Insane. It's so insane when you start realizing that I went for a walking meditation this morning and it was the first time that I admitted to myself. I was like I'm a sex addict. It's very small and very slight, but I was like my brain. I've done everything possible. I don't follow or like any girls, I don't go scrolling any of that stuff, but there's still something in the back of my mind that is just like addicted to this, like sort of validation from like the opposite sex, and it doesn't stop. And I'm like man, this is so small, what the hell is going on? So I want to know, like from you, like if men think, oh, I haven't got any sexual, same, I haven't got that, I'm good, whatever, how can? What are the symptoms that men have in their life that they can identify and then start thinking, oh shit, maybe I should start looking into this yeah, well, let's, let's back up to the.

......

THINGS TO DO -
1) Say whether each statement agrees with the transcript about admitting to a sex addiction. Answer yes or no for each, and quote the deciding words of the transcript.
(a) The speaker first admitted the problem during a walking meditation that morning.
(b) The speaker says they still follow or like certain accounts.
(c) The speaker describes the feeling as large and overwhelming.
2) Write out, word for word, the part of the transcript starting with "Insane. It's so" and going on through "back up to the.".
The records that come next are separate material with no connection to the transcript.

EXTRACTED DATA -
......

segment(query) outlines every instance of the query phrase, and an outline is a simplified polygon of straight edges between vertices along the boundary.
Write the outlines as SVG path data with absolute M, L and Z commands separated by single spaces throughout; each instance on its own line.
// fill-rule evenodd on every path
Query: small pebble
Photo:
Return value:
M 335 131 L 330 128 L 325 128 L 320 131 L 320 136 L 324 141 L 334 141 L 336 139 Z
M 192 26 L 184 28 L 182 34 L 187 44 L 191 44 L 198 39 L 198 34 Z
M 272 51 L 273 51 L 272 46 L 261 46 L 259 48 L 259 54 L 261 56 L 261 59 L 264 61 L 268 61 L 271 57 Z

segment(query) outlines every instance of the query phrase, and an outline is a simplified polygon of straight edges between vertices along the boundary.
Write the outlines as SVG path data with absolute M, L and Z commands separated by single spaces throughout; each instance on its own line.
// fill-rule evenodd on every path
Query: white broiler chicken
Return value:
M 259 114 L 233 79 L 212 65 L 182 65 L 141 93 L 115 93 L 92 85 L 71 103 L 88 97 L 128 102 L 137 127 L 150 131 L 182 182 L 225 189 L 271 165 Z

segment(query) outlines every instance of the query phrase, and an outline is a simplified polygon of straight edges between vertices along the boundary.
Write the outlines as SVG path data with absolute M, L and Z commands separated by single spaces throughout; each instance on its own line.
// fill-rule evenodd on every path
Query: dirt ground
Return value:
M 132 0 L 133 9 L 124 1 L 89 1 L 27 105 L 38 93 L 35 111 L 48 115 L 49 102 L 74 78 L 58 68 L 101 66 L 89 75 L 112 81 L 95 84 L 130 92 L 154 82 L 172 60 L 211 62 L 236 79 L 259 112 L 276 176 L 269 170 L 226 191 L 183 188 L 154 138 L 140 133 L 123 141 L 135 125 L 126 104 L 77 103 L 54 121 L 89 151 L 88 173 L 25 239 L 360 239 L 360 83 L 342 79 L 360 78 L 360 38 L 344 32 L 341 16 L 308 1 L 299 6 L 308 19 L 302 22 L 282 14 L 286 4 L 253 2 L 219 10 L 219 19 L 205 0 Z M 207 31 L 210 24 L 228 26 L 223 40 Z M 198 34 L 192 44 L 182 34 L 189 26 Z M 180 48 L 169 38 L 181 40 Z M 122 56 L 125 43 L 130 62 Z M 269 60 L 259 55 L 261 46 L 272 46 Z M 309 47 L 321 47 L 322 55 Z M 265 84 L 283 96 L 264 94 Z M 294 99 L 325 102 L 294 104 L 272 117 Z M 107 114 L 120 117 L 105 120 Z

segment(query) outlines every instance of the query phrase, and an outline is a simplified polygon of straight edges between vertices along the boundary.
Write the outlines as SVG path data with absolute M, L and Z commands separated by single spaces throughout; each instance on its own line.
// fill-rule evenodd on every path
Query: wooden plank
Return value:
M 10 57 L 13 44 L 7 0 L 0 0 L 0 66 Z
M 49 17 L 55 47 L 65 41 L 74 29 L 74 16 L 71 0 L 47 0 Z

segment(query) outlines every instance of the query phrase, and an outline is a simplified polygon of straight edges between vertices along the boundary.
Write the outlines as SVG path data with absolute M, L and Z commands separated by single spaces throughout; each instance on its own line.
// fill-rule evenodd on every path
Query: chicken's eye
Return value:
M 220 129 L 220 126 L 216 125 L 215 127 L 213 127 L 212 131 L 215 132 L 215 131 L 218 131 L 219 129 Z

......

ACTIVITY ANSWERS -
1)
(a) Yes: "I went for a walking meditation this morning and it was the first time that I admitted to myself."
(b) No: "I don't follow or like any girls, I don't go scrolling any of that stuff"
(c) No: "It's very small and very slight"

2)
Insane. It's so insane when you start realizing that I went for a walking meditation this morning and it was the first time that I admitted to myself. I was like I'm a sex addict. It's very small and very slight, but I was like my brain. I've done everything possible. I don't follow or like any girls, I don't go scrolling any of that stuff, but there's still something in the back of my mind that is just like addicted to this, like sort of validation from like the opposite sex, and it doesn't stop. And I'm like man, this is so small, what the hell is going on? So I want to know, like from you, like if men think, oh, I haven't got any sexual, same, I haven't got that, I'm good, whatever, how can? What are the symptoms that men have in their life that they can identify and then start thinking, oh shit, maybe I should start looking into this yeah, well, let's, let's back up to the.